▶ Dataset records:
—————

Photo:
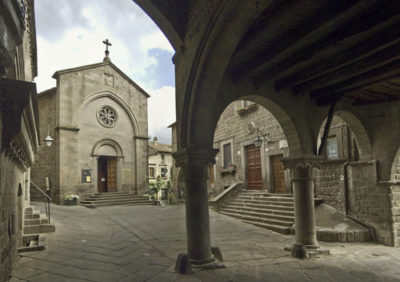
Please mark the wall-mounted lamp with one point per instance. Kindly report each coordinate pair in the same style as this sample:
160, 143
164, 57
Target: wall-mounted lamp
260, 137
48, 140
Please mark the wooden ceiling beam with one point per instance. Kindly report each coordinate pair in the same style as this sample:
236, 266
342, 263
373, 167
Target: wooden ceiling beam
284, 37
374, 60
328, 42
381, 36
370, 77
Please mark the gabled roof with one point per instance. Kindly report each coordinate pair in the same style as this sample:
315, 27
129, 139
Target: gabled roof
85, 67
48, 91
156, 147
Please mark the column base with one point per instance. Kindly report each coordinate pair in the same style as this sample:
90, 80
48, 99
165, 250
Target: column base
185, 265
306, 251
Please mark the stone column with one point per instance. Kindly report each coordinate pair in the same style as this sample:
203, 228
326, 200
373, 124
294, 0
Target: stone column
193, 162
301, 170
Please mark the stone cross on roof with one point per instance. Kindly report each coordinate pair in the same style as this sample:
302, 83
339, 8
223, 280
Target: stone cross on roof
107, 43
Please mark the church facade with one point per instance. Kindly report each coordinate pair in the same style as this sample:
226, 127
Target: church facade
98, 119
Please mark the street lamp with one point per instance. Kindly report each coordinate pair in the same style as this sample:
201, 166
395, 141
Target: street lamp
48, 140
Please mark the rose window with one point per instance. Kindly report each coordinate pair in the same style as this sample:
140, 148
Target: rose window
107, 116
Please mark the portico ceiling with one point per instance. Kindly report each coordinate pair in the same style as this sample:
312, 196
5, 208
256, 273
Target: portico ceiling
325, 50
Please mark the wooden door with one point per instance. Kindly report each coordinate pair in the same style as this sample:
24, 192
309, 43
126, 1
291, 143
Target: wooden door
111, 174
102, 174
211, 175
278, 175
254, 178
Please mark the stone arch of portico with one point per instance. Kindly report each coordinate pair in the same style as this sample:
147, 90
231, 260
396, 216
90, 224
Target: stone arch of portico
284, 120
357, 127
208, 90
115, 98
107, 142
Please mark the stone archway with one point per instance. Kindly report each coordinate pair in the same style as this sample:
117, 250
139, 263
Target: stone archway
108, 154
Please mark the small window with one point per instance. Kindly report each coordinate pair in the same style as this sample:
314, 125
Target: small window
164, 172
332, 148
151, 172
227, 155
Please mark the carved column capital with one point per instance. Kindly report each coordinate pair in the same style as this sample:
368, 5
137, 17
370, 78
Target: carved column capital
302, 167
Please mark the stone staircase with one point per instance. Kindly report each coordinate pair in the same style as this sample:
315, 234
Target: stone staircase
35, 224
115, 199
262, 209
276, 213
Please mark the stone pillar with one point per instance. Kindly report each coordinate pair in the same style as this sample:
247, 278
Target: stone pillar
193, 162
301, 170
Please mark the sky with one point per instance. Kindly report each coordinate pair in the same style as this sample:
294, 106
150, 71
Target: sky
70, 34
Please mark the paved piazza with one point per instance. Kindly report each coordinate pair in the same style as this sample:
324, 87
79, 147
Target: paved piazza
140, 243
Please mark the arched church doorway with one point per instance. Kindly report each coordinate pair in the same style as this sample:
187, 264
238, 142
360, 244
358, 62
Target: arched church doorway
107, 174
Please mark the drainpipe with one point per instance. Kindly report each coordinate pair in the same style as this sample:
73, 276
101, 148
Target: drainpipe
345, 174
346, 191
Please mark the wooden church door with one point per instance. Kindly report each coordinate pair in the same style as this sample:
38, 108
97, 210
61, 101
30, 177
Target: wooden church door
107, 174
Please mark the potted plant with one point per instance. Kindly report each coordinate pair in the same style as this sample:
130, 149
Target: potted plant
71, 200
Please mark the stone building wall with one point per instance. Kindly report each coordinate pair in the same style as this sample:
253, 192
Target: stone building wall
330, 184
156, 162
370, 202
395, 201
237, 125
45, 163
10, 177
18, 124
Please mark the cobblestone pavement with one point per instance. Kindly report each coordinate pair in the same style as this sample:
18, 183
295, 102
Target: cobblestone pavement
140, 243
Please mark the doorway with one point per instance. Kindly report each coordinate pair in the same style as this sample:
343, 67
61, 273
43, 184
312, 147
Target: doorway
278, 175
107, 174
253, 159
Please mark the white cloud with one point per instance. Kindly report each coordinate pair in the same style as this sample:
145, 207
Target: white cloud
161, 108
156, 40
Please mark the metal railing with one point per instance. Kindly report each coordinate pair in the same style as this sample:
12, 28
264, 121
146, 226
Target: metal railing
47, 197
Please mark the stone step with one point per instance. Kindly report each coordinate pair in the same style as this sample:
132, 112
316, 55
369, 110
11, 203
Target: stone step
31, 243
265, 199
258, 219
267, 209
95, 204
110, 194
42, 228
259, 212
32, 216
275, 205
36, 221
272, 227
128, 196
122, 200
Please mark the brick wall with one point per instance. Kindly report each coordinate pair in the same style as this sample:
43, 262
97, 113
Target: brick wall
45, 163
370, 202
329, 184
395, 201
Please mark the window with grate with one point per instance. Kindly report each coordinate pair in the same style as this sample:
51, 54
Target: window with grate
227, 155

—————

▶ WORK INSTRUCTION: Word for word, set down every record, keeping the images out.

▶ THE ANSWER:
Photo:
Please mark the wall-mounted lamp with one point per instance. Kindly report each coordinate pair in the same style as this sample:
160, 143
164, 57
Target: wall-mounted lamp
260, 137
48, 140
Please mark the wooden ceiling beam with one point per instance. Kindly report each coordinate pair in the same style as this sample:
236, 266
342, 263
373, 167
Target: wooden ceiling beam
284, 37
374, 60
328, 42
381, 36
370, 77
Please mark the gabled roof with one point per instance. Kindly report each coordinate pair in the same style as this sample:
315, 27
129, 139
Target: gabled roof
85, 67
48, 91
156, 147
Please mark the column base with one point per instance. Kindly report each coordinate pair in the same style as this sample:
90, 80
48, 99
165, 250
Target: column base
185, 265
306, 251
Please mark the stone column with one point per instance. Kindly report each coordinate pair in the same style as this sample:
203, 228
326, 200
373, 124
294, 0
Target: stone column
193, 162
301, 170
Please mark the stone cross on roof with one point per instance. Kindly report each coordinate pair in the same style as this sample:
302, 83
339, 8
223, 280
Target: stone cross on roof
107, 43
Please mark the church facade with one point per instance. Kindly report each coordinate pair in the same style as this sample:
226, 127
Target: church facade
98, 119
Please mark the street lamp with one point per instance. Kindly report each coordinate pair in the same style as this sample:
201, 166
395, 141
Target: street lamp
48, 140
Please mark the rose window with one point per instance. Kindly report each coordinate pair in the same style as this sample:
140, 148
Target: rose window
107, 116
Please mark the portico ceiling with one point per instance. Kindly report each coordinate pair in the same style as this sample:
312, 196
5, 208
256, 273
Target: portico ceiling
325, 50
Please mark the wooden door with one point per instance. Kindly report each coordinate pair in the same style as this sample:
24, 192
309, 43
126, 1
291, 143
Target: wooden door
111, 174
102, 174
211, 175
278, 175
254, 178
Please mark the stone arch of portico with one point per instance. Kindly report each coordinate pair in the same style as this sample:
147, 90
231, 260
396, 216
90, 224
Target: stone arch of portico
284, 120
357, 127
208, 90
115, 98
107, 142
Please mark the stone archway with one point per instance. Kindly report each coordinate pair in the same style as this sample:
117, 250
139, 263
Target: stone archway
108, 154
Please mark the small window with one point per instance. Kindly report each coordinate pair in the same style as this sample:
314, 125
Target: small window
164, 172
332, 148
151, 172
227, 155
Please mark the carved column capital with one point per instance. Kindly report each coordinate pair in the same style as this sample:
368, 5
137, 17
370, 78
Target: carved column capital
302, 167
Please mark the stone staircase with one point per instance. Kindly report each coordinate pair in the same style as this sample:
315, 234
Target: stone staircase
35, 224
115, 199
262, 209
276, 213
Please mark the stone pillar with one point per instance. Kindly report each coordinate pair in the same style as this sample:
247, 278
Target: stone pillar
193, 162
301, 170
Please mark the sky with one point per instance. Kindly report each coordinate pair in the same style as this sample:
294, 106
150, 71
Target: sky
70, 34
Please mark the paved piazza with one point per instance. Kindly report each coordinate pair in the same style as this sample:
324, 87
79, 147
Target: paved piazza
140, 243
Please mark the arched church doorway with one point per instance. Kindly report each coordinate pair in the same style as this sample:
187, 264
238, 142
360, 244
358, 62
Target: arched church doorway
107, 174
Please mark the drainpipe with one point per instance. Kindly report each coordinate pair in the same style as this sample:
73, 276
101, 148
Target: drainpipe
345, 174
346, 191
Please mark the wooden church door with one point per instance. Kindly report each coordinate pair in the same style as this sample:
38, 108
97, 210
61, 101
30, 177
Target: wooden church door
107, 174
Please mark the potted plant with one point per instance. Kindly report each coordinate pair in the same style as this sample:
130, 149
Target: potted plant
71, 200
Please mark the stone building wall with one point per instance. Kindly report each coordinate pair in the same style as this sample:
253, 192
Target: stone building wall
330, 184
156, 162
370, 202
395, 201
237, 125
45, 163
10, 177
18, 124
Please mark the cobblestone pavement with one point per instance. Kindly report each coordinate pair in the same style as this sample:
18, 183
295, 102
Target: cobblestone pavement
140, 243
Please mark the doorway with one point per instance. Kindly report each coordinate pair in the same style as this sample:
343, 67
61, 273
43, 184
312, 147
Target: doorway
278, 175
107, 174
253, 159
Please mark the white cloud with one point per instance. Kindly report each coordinate pair in the same style as this sample:
145, 207
Target: white cloud
161, 108
156, 40
Please mark the metal railing with one point per instance. Kindly report each coordinate pair in the same style as this sample:
12, 28
264, 121
146, 226
Target: metal railing
47, 197
Please mark the stone step with one point per instance. Kindly report each coordinate pair in the same style as this sample:
132, 112
316, 55
369, 110
11, 203
Target: stone step
31, 243
265, 199
258, 219
267, 209
95, 204
110, 194
42, 228
259, 212
32, 216
275, 205
36, 221
272, 227
128, 196
122, 200
Please mark the brick wall with one point per instance. Kindly report each coordinate pair in the same style as this sample:
43, 262
97, 113
Target: brick wall
45, 163
370, 202
329, 184
395, 201
Please mark the window with grate with one point per instance. Kindly report each coordinate pair in the same style as this sample:
51, 54
Target: window with grate
227, 155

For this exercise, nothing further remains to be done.